= ARTICLE =
☆ ☆ ☆ ☆ ☆ ☆ ☆
Sivaraman discloses wherein the first speech signature data corresponds to a first speaker embedding, and wherein the one or more processors are configured to enable the speaker-specific speech input filter by providing the first speaker embedding as an input to a speech enhancement model (Sivaraman, [0029]: "The speech separation engine extracts low-level spectral features, such as such as mel-frequency cepstrum coefficients (MFCCs), and receives a voiceprint for a target speaker (sometimes called an “inbound voiceprint” or “target voiceprint”) generated by the speaker-embedding engine."). The same motivation for claim 6 applies equally to claim 13.

Regarding claim 23, the rejection of claim 19 is incorporated. McLaren, in view of Norton, Miller, and Eskimez, discloses all of the elements of the current invention as stated above. McLaren, in view of Norton, Miller, and Eskimez, does not disclose comparing, by the speaker-specific speech input filter, input audio data to the first speech signature data to generate output audio data that de-emphasizes portions of the input audio data that do not correspond to speech from the first person or speech from the second person.
Sivaraman discloses comparing, by the speaker-specific speech input filter, input audio data to the first speech signature data to generate output audio data that de-emphasizes portions of the input audio data that do not correspond to speech from the first person or speech from the second person (Sivaraman, [0013]: "The target speaker for the speaker-dependent enhancement system is specified and indicated using the speaker's voiceprint. The target speaker for enhancement is uniquely determined using a voiceprint vector extracted by a speaker embedding system. In some cases, the target speaker's voiceprint may be extracted in real-time while the software programming is being used, though some embodiments offer an option for prior enrollment using an enrollment utterance. The output of the machine-learning architecture is an enhanced audio signal improving the voice quality of a target speaker on a single-channel audio input containing a mixture of speaker speech signals and various types of noise.").
McLaren, Norton, Miller, Eskimez, and Sivaraman are analogous arts because they belong to the same field of endeavor of speech processing. It would have been obvious to one of ordinary skill in the art before the effective filing date of the claimed invention to have modified the key phrase identification system of McLaren, as modified by the command conflict resolution system of Norton, the privilege system of Miller, and the speech enhancement system of Eskimez, to incorporate the teachings of Sivaraman to filter noise and additional speakers from input audio. This helps improve the quality of the audio, which reduces the audio complexity for any subsequent speech recognition systems (Sivaraman, [0113]). This helps the key phrase identifier by removing other phrases and noises that may be falsely identified as key phrases.

Regarding claim 26, the rejection of claim 19 is incorporated. McLaren, in view of Norton, Miller, and Eskimez, discloses all of the elements of the current invention as stated above. McLaren, in view of Norton, Miller, and Eskimez, does not disclose wherein the first speech signature data corresponds to a first speaker embedding, and wherein enabling the speaker-specific speech input filter comprises providing the first speaker embedding as an input to a speech enhancement model.
☆ ☆ ☆ ☆ ☆ ☆ ☆
= Image box annotation records =

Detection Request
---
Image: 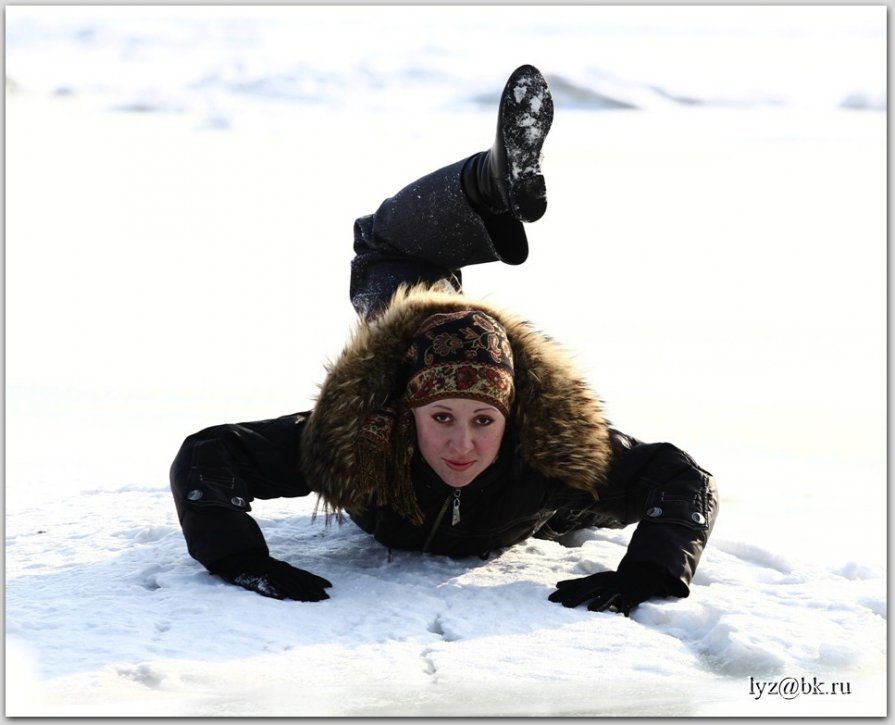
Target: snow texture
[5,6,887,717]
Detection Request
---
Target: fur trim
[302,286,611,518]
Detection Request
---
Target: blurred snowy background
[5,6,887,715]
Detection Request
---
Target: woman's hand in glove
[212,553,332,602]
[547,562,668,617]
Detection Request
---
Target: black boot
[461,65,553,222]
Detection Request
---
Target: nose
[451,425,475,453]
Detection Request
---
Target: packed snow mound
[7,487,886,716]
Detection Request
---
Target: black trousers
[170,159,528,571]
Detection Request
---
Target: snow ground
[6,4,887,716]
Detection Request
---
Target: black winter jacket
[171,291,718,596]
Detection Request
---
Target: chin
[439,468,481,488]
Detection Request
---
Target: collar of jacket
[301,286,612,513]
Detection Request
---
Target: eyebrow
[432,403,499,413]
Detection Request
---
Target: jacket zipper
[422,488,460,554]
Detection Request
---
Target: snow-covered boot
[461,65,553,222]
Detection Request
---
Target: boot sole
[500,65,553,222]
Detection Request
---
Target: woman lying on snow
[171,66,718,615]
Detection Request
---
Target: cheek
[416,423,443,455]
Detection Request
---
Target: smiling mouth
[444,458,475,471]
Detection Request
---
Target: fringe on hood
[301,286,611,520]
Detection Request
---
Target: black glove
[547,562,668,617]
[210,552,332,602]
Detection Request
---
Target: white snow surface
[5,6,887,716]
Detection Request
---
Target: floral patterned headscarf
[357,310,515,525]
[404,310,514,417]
☆ ☆ ☆ ☆ ☆ ☆ ☆
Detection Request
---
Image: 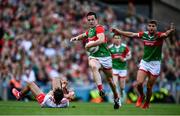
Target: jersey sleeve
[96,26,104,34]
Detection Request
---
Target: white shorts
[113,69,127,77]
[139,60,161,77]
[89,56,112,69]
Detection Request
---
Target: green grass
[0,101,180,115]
☆ ☆ ☆ ☆ ☆ ☆ ☆
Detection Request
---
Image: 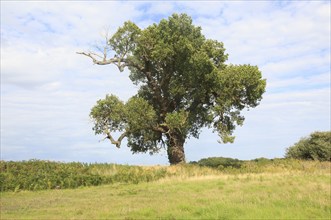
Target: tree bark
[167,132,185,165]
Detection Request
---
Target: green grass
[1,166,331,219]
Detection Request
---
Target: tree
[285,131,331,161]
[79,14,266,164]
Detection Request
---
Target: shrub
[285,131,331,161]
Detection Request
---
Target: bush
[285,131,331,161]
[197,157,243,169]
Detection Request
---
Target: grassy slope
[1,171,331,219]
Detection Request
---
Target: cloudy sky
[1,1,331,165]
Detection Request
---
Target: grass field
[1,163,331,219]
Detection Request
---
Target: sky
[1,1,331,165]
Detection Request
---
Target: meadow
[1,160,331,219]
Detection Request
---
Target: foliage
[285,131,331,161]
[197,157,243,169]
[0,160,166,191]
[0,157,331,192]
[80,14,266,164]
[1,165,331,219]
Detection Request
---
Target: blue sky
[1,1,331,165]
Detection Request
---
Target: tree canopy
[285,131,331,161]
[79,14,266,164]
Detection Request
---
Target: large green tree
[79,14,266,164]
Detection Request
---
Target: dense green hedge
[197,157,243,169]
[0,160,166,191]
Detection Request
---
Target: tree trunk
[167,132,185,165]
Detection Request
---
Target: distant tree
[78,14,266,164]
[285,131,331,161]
☆ ☆ ☆ ☆ ☆ ☆ ☆
= WRITTEN EXERCISE 1 =
Answer these questions about the claim rejection text:
(a) Which paragraph of Sivaraman is quoted for comparing input audio data to the first speech signature data?
(b) What field of endeavor do McLaren, Norton, Miller, Eskimez, and Sivaraman share?
(c) The rejection of which claim is incorporated into the discussions of claim 23 and claim 26?
= WRITTEN EXERCISE 2 =
Reproduce the part of the claim rejection text that opens with the words containing "Regarding claim 26, the" and closes with "speech enhancement model.".
These records are a separate set of material from the text.

= FULL SOLUTION 1 =
(a) Paragraph [0013]
(b) Speech processing
(c) Claim 19

= FULL SOLUTION 2 =
Regarding claim 26, the rejection of claim 19 is incorporated. McLaren, in view of Norton, Miller, and Eskimez, discloses all of the elements of the current invention as stated above. McLaren, in view of Norton, Miller, and Eskimez, does not disclose wherein the first speech signature data corresponds to a first speaker embedding, and wherein enabling the speaker-specific speech input filter comprises providing the first speaker embedding as an input to a speech enhancement model.